━━ BRANO DA LEGGERE
Il sapere è fuggito oltre i limiti delle istituzioni, ad aprirgli i cancelli è stata l’era digitale che ormai viviamo a pieno titolo. Il passaggio dalla società industriale alla società dell’informazione ha cambiato il nostro paesaggio da verticale ad orizzontale, dalle ciminiere alle reti.
Il sapere si è decentrato, si è delocalizzato sottraendo l’esclusiva ai centri tradizionali della sua produzione e trasmissione.
Il sapere si è democratizzato, per la prima volta nella storia il libero accesso all’informazione fornisce alla maggior parte delle persone l’opportunità di costruire il proprio paesaggio di apprendimento.
Mentre l’apprendimento varca i confini entro cui era stato relegato dalla tradizione, occorre interrogarsi sul senso dell’esistenza delle nostre scuole, università e istituzioni culturali così come ancora oggi le intendiamo. È il rapporto tra interno ed esterno, tra dentro e fuori, tra incluso ed escluso che va ripensato. Tra il formale e l’informale, tra l’aula e il corridoio.
Occorre ridefinire la funzione del sistema di istruzione formale, caricarlo di sinergie in grado di facilitare nuovi modi di istruire e di apprendere. Le istituzioni tradizionalmente deputate a produrre e trasmettere cultura non hanno più l’esclusiva, ormai da tempo, ma non hanno ancora riconquistato una nuova centralità che le collochi come nodo di riferimento rinnovato nel tessuto degli apprendimenti diffusi.
La flessibilità e l’estensione del digitale, la sua versatilità fisica e spaziale fanno dei contesti educativi formali un territorio dai limiti rigidi e definiti, con due ambiti ben differenti, quando non contrapposti, l’interno e l’esterno. L’interno luogo dell’apprendimento codificato e riconosciuto, l’esterno come lo spazio dell’indeterminazione, della spontaneità, della esplorazione a cui è precluso il riconoscimento da parte del contesto educativo tradizionale.
La città può essere l’interfaccia possibile affinché lo sviluppo dei processi di apprendimento si produca anche in senso fisico oltre i territori formali della conoscenza.
━━━━
━━ DATI DEL COMPITO
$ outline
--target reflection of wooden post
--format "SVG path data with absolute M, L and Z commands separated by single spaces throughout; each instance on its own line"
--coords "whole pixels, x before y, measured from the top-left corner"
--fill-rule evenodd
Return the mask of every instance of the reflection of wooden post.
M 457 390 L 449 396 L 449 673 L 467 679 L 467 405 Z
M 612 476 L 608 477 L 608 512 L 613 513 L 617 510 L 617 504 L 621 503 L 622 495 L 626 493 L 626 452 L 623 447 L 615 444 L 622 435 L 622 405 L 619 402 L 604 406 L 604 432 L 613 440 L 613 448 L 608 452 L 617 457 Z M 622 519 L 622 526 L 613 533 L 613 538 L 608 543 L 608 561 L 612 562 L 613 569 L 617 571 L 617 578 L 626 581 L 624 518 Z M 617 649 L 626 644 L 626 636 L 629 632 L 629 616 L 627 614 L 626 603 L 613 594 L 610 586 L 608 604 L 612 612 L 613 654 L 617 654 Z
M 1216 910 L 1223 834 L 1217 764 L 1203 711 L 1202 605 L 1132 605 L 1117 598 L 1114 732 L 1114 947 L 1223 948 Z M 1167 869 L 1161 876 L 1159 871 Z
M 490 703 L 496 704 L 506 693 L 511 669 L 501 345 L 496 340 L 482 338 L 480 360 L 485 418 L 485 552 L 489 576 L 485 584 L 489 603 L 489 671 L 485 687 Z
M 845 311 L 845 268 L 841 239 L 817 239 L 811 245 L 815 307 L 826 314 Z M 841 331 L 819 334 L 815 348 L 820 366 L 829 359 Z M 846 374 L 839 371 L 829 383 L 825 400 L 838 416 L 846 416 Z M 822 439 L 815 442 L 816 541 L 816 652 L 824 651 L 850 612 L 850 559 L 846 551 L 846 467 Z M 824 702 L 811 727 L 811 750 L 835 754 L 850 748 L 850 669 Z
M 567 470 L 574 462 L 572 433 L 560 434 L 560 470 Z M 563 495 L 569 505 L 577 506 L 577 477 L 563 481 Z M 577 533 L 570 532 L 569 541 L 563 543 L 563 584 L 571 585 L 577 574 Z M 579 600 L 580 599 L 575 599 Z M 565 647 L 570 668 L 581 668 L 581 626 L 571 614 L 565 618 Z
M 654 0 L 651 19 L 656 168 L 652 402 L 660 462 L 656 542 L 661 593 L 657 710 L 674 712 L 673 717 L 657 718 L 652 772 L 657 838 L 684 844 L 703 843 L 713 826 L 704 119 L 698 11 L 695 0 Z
━━━━
**CONSEGNA 1**.
Riscrivi identiche, per favore, le righe delle voci che vanno dall'inizio fino a quella che contiene "M 567 470 L", entrambe incluse.
**CONSEGNA 2**.
Prosegui il brano sul sapere nell'era digitale, partendo subito dopo la sua ultima frase.

**RISPOSTA 1**.
$ outline
--target reflection of wooden post
--format "SVG path data with absolute M, L and Z commands separated by single spaces throughout; each instance on its own line"
--coords "whole pixels, x before y, measured from the top-left corner"
--fill-rule evenodd
Return the mask of every instance of the reflection of wooden post.
M 457 390 L 449 396 L 449 673 L 467 679 L 467 405 Z
M 612 476 L 608 477 L 608 512 L 613 513 L 617 510 L 617 504 L 621 503 L 622 495 L 626 493 L 626 452 L 623 447 L 615 444 L 622 435 L 622 405 L 619 402 L 604 406 L 604 432 L 613 440 L 613 448 L 608 452 L 617 457 Z M 622 519 L 622 526 L 613 533 L 613 538 L 608 543 L 608 561 L 612 562 L 613 569 L 617 571 L 617 578 L 626 581 L 624 518 Z M 617 649 L 626 644 L 626 636 L 629 632 L 629 616 L 627 614 L 626 603 L 613 594 L 610 586 L 608 604 L 612 612 L 613 654 L 617 654 Z
M 1216 910 L 1223 834 L 1217 764 L 1203 711 L 1202 605 L 1132 605 L 1117 598 L 1114 732 L 1114 947 L 1223 948 Z M 1167 869 L 1161 876 L 1159 871 Z
M 490 703 L 496 704 L 506 693 L 511 669 L 501 345 L 496 340 L 482 338 L 480 360 L 485 418 L 485 552 L 489 576 L 485 584 L 489 603 L 489 671 L 485 687 Z
M 845 311 L 845 268 L 841 239 L 817 239 L 811 245 L 815 307 L 826 314 Z M 841 331 L 819 334 L 815 348 L 820 366 L 829 359 Z M 846 374 L 839 371 L 829 383 L 825 400 L 838 416 L 846 416 Z M 822 439 L 815 442 L 816 541 L 816 652 L 824 651 L 850 612 L 850 559 L 846 551 L 846 467 Z M 824 702 L 811 727 L 811 750 L 835 754 L 850 748 L 850 669 Z
M 567 470 L 574 462 L 572 433 L 560 434 L 560 470 Z M 563 495 L 569 505 L 577 506 L 577 477 L 563 481 Z M 577 533 L 570 532 L 569 541 L 563 543 L 563 584 L 571 585 L 577 574 Z M 579 600 L 580 599 L 575 599 Z M 565 647 L 570 668 L 581 668 L 581 626 L 571 614 L 565 618 Z

**RISPOSTA 2**.
Le istituzioni dell’apprendimento e della cultura abitano un territorio urbano, che è il territorio di vita dei loro utenti, il territorio dove per primo ciascuno di noi ha appreso, prima di esservi separato mentalmente e culturalmente, da una concezione della conoscenza che induce al divorzio tra saperi formali e saperi che formali non sono.
È possibile pensare che l’interno, in certi spazi e tempi, possa essere contagiato dalle caratteristiche dell’esterno. Alcuni luoghi dove tradizionalmente si impara possiedono caratteristiche anche per l’indeterminazione e la spontaneità, come possiamo incontrare nella città spazi capaci di ospitare attività di insegnamento e di apprendimento, tanto nello spazio pubblico come in quello privato possono esistere spazi satellite nei quali possiamo apprendere.
Lo spazio urbano, che si voglia o no, è una grande aula, è un paradigma di spazio per l’istruzione, disegna la città contemporanea sempre più come il marco fondamentale per un’educazione permanente della cittadinanza.
Da un punto di vista spaziale, tutte le istituzioni formative dalle scuole, all’università alle accademie possono intendersi come un sottosistema incluso in un sistema di maggiore entità, la città.
Sono fondamentali, quindi, scenari che rendano possibile un apprendimento per interazione tra città e luoghi dell’apprendimento formale, come realtà di apprendimento urbano, in spazi pubblici, privati, all‘aria aperta o chiusi, effimeri o permanenti.
I processi di insegnamento e apprendimento contemporanei possono avvenire ovunque, l’uso di questi spazi è un’opportunità preziosa d’incontro tra le persone, le istituzioni, i saperi formali e quelli non formali.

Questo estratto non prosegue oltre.